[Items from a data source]
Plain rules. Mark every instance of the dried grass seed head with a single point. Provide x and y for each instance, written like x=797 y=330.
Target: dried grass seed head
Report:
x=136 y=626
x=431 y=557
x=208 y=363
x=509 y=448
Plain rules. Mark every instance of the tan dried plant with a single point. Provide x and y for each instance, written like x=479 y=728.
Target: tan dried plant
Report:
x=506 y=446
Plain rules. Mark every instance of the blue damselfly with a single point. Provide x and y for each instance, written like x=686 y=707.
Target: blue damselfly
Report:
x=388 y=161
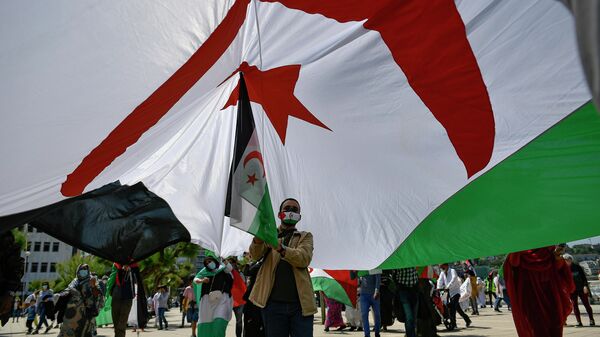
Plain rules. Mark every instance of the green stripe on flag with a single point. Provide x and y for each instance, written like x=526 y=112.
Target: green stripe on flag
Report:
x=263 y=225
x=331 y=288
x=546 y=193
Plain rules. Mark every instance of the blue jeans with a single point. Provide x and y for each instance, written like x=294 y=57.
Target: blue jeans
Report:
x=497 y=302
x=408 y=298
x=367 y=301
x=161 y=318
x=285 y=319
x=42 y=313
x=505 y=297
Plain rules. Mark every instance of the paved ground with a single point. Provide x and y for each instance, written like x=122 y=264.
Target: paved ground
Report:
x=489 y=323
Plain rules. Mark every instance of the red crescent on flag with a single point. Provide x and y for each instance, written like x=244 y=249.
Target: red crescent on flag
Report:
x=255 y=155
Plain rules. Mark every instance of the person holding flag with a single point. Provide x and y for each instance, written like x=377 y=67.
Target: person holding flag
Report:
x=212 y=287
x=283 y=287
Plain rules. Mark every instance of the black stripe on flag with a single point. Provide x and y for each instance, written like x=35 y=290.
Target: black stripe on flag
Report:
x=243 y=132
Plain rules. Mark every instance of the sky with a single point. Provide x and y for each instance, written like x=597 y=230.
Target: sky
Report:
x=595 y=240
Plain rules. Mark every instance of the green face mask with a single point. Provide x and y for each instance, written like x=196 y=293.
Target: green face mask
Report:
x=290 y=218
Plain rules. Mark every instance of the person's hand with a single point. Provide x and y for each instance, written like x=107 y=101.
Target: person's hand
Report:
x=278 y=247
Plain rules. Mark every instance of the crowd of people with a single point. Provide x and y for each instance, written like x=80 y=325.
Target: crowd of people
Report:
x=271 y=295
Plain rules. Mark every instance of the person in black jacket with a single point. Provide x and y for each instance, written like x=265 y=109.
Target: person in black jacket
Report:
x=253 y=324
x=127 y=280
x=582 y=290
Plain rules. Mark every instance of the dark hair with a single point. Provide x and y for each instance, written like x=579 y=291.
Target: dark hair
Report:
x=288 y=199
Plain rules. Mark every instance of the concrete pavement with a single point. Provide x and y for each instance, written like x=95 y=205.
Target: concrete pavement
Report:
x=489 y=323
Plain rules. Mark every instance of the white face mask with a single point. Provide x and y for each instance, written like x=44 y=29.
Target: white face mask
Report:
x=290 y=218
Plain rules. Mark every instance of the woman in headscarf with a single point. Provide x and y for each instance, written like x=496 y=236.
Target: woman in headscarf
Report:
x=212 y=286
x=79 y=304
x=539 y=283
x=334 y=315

...

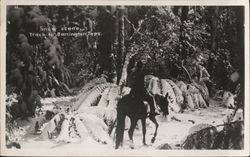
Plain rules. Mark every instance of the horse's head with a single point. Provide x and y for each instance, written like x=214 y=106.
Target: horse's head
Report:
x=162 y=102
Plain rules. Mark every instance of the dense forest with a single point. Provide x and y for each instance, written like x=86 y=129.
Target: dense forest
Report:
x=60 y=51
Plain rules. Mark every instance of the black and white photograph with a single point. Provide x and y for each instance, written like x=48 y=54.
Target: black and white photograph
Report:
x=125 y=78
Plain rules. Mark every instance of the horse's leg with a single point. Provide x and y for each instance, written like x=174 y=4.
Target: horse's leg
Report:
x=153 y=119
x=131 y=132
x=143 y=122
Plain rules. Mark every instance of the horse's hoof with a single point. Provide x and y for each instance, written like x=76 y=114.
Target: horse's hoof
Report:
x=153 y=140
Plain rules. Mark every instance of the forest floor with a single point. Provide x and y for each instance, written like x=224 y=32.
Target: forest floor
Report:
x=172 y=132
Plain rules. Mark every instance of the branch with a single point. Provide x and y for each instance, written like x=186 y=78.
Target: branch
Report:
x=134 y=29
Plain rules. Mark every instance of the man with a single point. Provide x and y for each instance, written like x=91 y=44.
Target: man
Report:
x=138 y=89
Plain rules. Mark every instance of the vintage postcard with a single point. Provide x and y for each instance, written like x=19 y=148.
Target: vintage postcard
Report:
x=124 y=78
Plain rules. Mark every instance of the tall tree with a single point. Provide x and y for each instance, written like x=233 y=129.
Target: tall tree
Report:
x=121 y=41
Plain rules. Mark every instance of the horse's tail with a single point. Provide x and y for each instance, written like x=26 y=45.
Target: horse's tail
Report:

* * *

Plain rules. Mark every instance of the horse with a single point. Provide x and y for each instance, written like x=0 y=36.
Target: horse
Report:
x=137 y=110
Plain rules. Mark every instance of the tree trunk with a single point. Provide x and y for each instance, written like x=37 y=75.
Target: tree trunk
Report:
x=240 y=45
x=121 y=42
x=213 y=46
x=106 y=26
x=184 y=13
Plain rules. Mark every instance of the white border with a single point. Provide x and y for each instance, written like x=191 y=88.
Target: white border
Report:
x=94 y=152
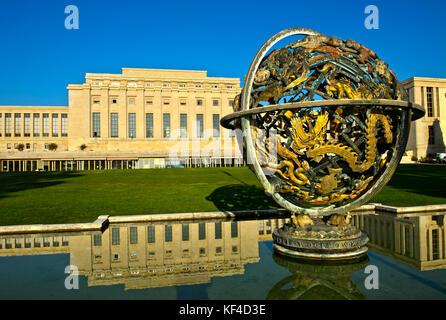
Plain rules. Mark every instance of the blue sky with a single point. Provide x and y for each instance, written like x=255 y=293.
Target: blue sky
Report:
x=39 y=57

> _TASK GOAL_
Copy out word for word the lines from the one with "Plain rules. Mark every instance of the dried" to the one with "x=388 y=161", both of those included.

> _OUTPUT OF THE EXERCISE_
Plain rules. Mark every instance of the dried grass seed head with a single point. Provide x and y for each instance, written like x=797 y=330.
Target: dried grass seed head
Report:
x=136 y=626
x=431 y=557
x=208 y=363
x=509 y=448
Plain rules. Mark every instance of the tan dried plant with a single point. Provide x and y for each instance, written like x=479 y=728.
Target: tan dried plant
Report:
x=506 y=446
Plain rules. Mark every instance of the blue damselfly with a single point. Provide x and y for each instance, written like x=686 y=707.
Target: blue damselfly
Report:
x=388 y=161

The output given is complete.